When copying the listing below, skip every picture and repeat exactly the lines from the first one through the line that contains "person with a single pin each".

[Opening Records for this exercise section]

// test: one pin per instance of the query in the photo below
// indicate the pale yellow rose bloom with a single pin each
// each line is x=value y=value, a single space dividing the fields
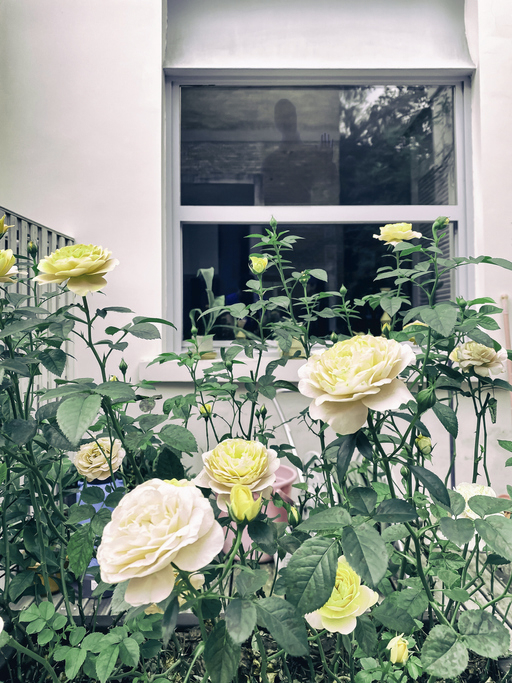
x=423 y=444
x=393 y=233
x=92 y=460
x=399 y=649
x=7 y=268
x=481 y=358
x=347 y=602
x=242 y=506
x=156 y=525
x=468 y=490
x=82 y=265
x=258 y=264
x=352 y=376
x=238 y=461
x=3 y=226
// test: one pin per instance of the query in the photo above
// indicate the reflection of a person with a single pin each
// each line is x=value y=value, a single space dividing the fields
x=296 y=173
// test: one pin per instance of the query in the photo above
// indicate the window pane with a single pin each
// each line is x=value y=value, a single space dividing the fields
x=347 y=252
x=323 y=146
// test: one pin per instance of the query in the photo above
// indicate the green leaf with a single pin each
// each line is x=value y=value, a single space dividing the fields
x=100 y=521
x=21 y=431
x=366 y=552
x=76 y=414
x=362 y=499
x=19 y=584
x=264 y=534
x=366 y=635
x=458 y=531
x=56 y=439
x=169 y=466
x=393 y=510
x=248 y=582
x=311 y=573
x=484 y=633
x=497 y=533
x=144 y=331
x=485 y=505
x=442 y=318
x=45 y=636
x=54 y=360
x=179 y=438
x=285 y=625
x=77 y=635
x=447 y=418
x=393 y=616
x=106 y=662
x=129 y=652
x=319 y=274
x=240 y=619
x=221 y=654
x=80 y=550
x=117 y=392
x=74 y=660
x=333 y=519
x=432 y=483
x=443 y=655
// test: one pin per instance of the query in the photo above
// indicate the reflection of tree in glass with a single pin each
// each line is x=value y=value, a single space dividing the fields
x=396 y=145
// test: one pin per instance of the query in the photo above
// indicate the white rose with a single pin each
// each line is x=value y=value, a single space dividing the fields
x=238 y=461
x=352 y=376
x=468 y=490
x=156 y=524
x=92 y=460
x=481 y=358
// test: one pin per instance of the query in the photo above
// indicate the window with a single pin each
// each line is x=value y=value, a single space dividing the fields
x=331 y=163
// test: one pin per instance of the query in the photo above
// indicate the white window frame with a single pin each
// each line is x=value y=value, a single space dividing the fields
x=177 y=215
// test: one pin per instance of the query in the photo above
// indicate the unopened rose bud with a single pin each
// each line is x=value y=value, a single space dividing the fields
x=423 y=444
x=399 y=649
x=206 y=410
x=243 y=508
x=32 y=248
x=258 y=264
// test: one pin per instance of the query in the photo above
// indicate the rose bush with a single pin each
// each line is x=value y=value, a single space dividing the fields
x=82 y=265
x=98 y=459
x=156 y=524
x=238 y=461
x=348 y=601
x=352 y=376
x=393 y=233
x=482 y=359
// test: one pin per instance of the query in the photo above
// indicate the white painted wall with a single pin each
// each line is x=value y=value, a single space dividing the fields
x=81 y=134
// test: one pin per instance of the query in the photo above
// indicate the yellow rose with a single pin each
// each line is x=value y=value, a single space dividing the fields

[Closing Records for this exercise section]

## Worked solution
// test: one pin per instance of the query in the photo below
// indicate the pale yellow rose bloom with a single pin each
// each line is x=value y=value, a single space dividing the fields
x=423 y=444
x=393 y=233
x=92 y=460
x=399 y=649
x=7 y=268
x=481 y=358
x=347 y=602
x=242 y=506
x=156 y=525
x=468 y=490
x=82 y=265
x=258 y=264
x=352 y=376
x=238 y=461
x=3 y=226
// test: one pin per instance of the query in the photo above
// indicate the reflection of a person with a single pin each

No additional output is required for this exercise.